== ENTRIES ==
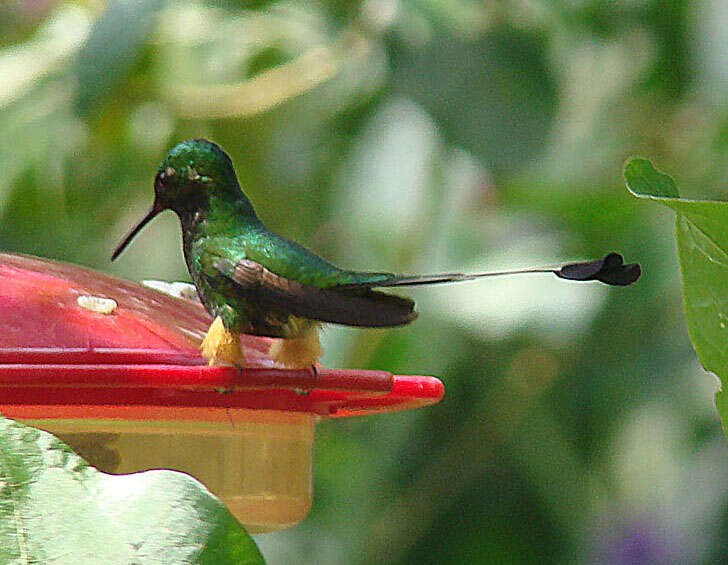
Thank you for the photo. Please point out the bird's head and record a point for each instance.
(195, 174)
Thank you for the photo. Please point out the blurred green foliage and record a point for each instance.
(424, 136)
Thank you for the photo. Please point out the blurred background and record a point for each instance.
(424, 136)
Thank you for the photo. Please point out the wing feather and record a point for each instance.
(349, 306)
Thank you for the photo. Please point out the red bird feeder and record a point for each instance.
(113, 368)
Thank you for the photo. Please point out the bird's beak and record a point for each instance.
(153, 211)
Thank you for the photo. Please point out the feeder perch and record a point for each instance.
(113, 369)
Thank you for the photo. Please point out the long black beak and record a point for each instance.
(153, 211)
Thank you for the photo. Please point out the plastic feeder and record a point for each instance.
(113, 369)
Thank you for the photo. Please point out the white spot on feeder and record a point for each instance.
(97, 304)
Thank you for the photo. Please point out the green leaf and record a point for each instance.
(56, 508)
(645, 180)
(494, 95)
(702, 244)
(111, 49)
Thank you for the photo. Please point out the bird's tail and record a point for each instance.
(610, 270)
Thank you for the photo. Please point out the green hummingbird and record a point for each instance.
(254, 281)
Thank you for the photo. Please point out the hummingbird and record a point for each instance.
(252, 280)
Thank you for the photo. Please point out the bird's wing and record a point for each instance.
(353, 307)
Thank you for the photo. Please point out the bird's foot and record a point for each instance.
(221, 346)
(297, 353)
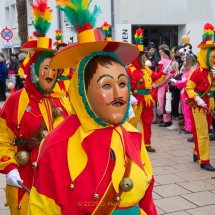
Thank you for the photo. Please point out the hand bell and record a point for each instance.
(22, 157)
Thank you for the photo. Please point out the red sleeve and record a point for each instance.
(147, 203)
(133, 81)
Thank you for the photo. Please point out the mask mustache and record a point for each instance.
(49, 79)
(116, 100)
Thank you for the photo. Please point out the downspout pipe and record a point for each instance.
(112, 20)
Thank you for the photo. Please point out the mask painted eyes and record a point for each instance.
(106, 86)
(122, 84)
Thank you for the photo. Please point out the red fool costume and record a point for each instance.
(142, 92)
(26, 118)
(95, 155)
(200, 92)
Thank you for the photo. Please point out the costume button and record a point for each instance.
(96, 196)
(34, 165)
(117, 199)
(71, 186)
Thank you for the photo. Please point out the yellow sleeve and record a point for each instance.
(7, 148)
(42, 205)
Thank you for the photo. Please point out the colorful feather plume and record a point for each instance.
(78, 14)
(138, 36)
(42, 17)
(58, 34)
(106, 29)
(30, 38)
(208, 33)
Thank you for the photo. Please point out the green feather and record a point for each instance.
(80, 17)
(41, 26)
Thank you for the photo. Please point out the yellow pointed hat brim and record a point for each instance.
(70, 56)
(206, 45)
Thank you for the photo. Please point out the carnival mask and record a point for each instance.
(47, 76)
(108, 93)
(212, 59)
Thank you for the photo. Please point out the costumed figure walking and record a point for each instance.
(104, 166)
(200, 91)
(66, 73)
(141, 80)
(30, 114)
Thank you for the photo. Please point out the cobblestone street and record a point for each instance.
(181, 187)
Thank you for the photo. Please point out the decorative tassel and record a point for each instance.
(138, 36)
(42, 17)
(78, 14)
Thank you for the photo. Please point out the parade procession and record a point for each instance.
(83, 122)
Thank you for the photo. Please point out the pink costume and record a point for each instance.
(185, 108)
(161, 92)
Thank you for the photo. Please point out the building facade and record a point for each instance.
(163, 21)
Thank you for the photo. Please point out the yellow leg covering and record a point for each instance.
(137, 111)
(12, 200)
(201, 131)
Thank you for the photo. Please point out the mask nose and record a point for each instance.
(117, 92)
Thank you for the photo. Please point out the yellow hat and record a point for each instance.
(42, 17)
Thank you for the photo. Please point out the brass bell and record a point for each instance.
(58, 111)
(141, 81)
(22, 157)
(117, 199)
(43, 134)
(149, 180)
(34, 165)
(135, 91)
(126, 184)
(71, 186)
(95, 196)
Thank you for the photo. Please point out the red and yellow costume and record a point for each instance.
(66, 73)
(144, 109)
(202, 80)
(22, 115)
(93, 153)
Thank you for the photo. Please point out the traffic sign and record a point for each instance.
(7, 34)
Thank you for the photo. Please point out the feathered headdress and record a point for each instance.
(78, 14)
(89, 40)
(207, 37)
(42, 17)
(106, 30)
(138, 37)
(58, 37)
===
== ENTRIES ==
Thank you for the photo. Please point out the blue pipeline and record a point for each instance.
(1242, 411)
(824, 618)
===
■ WRITTEN REQUEST:
Which lines in the rows above contain the word "wing"? Pull out each of those lines in full.

■ TASK OUTPUT:
Thank you for the photo. Please point out the wing feather and record a point for each instance.
Thank you for the photo. Please point out the bird's wing and record a point for each instance.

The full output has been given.